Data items
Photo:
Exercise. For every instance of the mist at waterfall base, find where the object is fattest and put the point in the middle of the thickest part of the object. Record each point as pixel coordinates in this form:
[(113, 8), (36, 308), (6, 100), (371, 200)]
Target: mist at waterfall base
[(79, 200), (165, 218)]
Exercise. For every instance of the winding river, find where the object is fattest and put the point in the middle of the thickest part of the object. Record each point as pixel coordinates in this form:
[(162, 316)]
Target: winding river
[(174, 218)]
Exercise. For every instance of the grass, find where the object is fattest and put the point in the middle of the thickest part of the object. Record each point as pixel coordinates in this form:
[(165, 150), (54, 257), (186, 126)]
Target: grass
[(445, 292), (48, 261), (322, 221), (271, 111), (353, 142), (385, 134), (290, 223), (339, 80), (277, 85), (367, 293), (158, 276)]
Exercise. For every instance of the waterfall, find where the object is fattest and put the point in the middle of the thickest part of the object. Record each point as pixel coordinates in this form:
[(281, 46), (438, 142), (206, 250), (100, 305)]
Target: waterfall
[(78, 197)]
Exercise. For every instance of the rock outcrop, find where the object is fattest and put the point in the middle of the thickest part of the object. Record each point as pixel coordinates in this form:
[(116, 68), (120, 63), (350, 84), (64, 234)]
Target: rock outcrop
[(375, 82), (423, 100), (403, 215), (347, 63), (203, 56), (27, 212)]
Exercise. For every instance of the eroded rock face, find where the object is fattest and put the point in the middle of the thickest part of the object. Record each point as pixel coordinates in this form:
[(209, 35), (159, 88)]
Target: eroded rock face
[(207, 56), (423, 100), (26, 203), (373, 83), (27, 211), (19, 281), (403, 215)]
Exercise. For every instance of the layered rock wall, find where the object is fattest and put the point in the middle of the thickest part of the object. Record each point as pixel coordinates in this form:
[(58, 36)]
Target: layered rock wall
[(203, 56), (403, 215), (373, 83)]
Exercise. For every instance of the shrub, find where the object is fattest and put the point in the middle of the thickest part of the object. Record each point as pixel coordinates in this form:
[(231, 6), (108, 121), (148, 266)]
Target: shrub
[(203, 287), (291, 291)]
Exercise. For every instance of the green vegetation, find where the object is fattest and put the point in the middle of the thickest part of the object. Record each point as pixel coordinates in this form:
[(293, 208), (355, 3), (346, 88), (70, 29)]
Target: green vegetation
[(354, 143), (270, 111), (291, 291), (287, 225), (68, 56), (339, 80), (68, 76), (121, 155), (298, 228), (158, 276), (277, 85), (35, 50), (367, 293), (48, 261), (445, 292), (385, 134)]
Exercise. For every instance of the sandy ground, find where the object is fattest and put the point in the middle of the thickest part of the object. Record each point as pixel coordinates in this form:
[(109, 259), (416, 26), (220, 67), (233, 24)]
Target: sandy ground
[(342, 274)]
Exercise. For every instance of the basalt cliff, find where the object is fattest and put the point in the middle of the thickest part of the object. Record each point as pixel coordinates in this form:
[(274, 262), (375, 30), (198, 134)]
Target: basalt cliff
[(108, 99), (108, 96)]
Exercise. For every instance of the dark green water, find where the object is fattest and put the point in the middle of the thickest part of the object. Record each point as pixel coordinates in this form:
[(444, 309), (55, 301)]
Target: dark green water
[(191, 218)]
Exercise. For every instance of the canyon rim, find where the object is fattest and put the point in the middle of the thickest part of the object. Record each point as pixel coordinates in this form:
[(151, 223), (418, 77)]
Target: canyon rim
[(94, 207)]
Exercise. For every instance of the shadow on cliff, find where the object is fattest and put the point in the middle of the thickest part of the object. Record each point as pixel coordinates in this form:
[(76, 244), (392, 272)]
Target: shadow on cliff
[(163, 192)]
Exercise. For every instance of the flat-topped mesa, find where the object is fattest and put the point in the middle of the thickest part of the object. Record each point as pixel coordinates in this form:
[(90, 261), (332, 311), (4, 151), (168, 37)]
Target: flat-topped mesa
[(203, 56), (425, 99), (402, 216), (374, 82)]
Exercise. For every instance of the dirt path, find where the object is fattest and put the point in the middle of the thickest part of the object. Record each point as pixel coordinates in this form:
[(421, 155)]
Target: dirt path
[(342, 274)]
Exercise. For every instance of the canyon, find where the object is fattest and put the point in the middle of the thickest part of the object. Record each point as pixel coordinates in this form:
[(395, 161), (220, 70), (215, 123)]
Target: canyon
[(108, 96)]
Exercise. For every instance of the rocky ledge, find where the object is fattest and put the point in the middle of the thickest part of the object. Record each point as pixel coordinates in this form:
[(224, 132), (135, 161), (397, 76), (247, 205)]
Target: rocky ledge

> **EXERCISE**: Could you output every line of the data items above again, word for word and unchanged?

> **ANSWER BELOW**:
Photo:
Exercise. For every instance of the mist at waterfall base, find where the object is fattest and put the point in the middle of the thickest part of the object. Record each point as pixel coordinates in this form:
[(113, 8), (36, 308), (6, 100), (371, 200)]
Target: mist at waterfall base
[(79, 200), (165, 218)]
Exercise. For every instance of the winding river, find where the object is fattest and put the point in the middle of the thickest part of the object. Record each point as pixel coordinates in this form:
[(162, 316)]
Target: winding river
[(174, 218)]
Exercise. For every instance of the grass, find where the object is fattest and put the point in the middle of the thickest part of the object. Record each point as pixel coordinates in this form:
[(165, 150), (54, 257), (186, 126)]
Target: grass
[(445, 292), (48, 261), (322, 221), (271, 111), (353, 142), (385, 134), (290, 223), (339, 80), (277, 85), (367, 293), (158, 276)]
Exercise. For every instance of the waterfall, find where the object is fattest and put the point in the middle of the thickest part of the object. Record each point as pixel coordinates in this form:
[(281, 46), (438, 142), (206, 250), (100, 305)]
Target: waterfall
[(78, 197)]
Exercise. For every instance of the rock outcrop, find where the object is fattest and put the point in the middle of the thickest part of the object. Record each point as pixel coordinates in this form:
[(116, 68), (120, 63), (350, 84), (64, 234)]
Target: rock outcrop
[(375, 82), (423, 100), (403, 215), (347, 63), (203, 56), (27, 212)]
Exercise. For every instance of the eroded rock face, find where the object is fattest and put the point in the middle of the thickest part of the object. Record each point as pixel coordinates in this form:
[(209, 35), (159, 88)]
Target: eroded rock face
[(207, 56), (423, 100), (26, 203), (373, 83), (27, 211), (19, 281), (403, 215)]
Exercise. For every instance of the layered rock wall, find where the object is fattest and put the point in the middle of the thickest part of the object. Record each point as pixel coordinates in this form:
[(58, 36)]
Target: layered rock wall
[(203, 56), (403, 215), (373, 83)]
Exercise. For every instance of the shrub, find where the object is fattest and put the point in the middle of the thickest part of the object. Record each point as pixel coordinates in this form:
[(231, 6), (108, 121), (148, 266)]
Target: shrub
[(203, 287), (291, 291)]
Exercise. For every instance of the green vegetation, find where the object is fattest and put the point in the middle of the thickest part of the object. Record each point as pixel coordinates in this form:
[(293, 208), (355, 3), (346, 88), (70, 29)]
Target: green vegetation
[(354, 143), (270, 111), (291, 291), (287, 225), (68, 56), (339, 80), (68, 76), (121, 155), (298, 228), (158, 276), (277, 85), (35, 50), (367, 293), (48, 261), (445, 292), (385, 134)]
Exercise. For every instance of the sandy ground, find where the object is fattest and put the point in the middle of the thickest part of the object. Record each point as pixel coordinates in this form:
[(109, 259), (416, 26), (220, 67), (233, 24)]
Target: sandy ground
[(342, 274)]
Exercise. For every instance of the basalt cliff, find where the object is fattest and put the point in the middle of the thickest part of the object. Record each point as pixel coordinates in this form:
[(274, 262), (375, 30), (198, 134)]
Target: basalt cliff
[(108, 99), (108, 96)]
Exercise. For every instance of the dark green water, find where the object is fattest and put the point in the middle of the thickest part of the object. Record each point as pixel coordinates in this form:
[(444, 309), (55, 301)]
Target: dark green water
[(191, 218)]
Exercise. For every instance of the canyon rim, find where the object is fattest and put the point in the middle of the thickest part of the object. Record each point as pixel coordinates in this form:
[(151, 223), (418, 77)]
Target: canyon rim
[(94, 207)]
Exercise. For every instance of the shadow on cliff, find where the object is fattest and put the point in the middle of the thickest part of the object. Record each point as pixel coordinates in this form:
[(76, 244), (392, 272)]
Target: shadow on cliff
[(163, 192)]
Exercise. For every instance of the flat-topped mesa, find where the object is fattest and put the point in the middle of the thickest part of the object. Record each point as pixel coordinates in this form:
[(90, 261), (332, 311), (4, 151), (168, 37)]
Target: flat-topped mesa
[(203, 56), (425, 99), (402, 216), (374, 82)]
Exercise. For every instance of the dirt path, find where the object is fattest and put the point in the middle of the thickest part of the object. Record each point as pixel coordinates in this form:
[(421, 155)]
Target: dirt path
[(342, 274)]
Exercise. For every instance of the canyon, find where the object is fattest and put the point in the middle of the thickest part of the object. Record each point as pixel coordinates in this form:
[(395, 161), (220, 70), (215, 123)]
Target: canyon
[(108, 96)]
Exercise. For every instance of the rocky ledge, find where the object is fattest and put the point in the middle of the thickest part of the object. Record each point as pixel coordinates in this form:
[(224, 132), (135, 161), (397, 76), (247, 205)]
Target: rocky ledge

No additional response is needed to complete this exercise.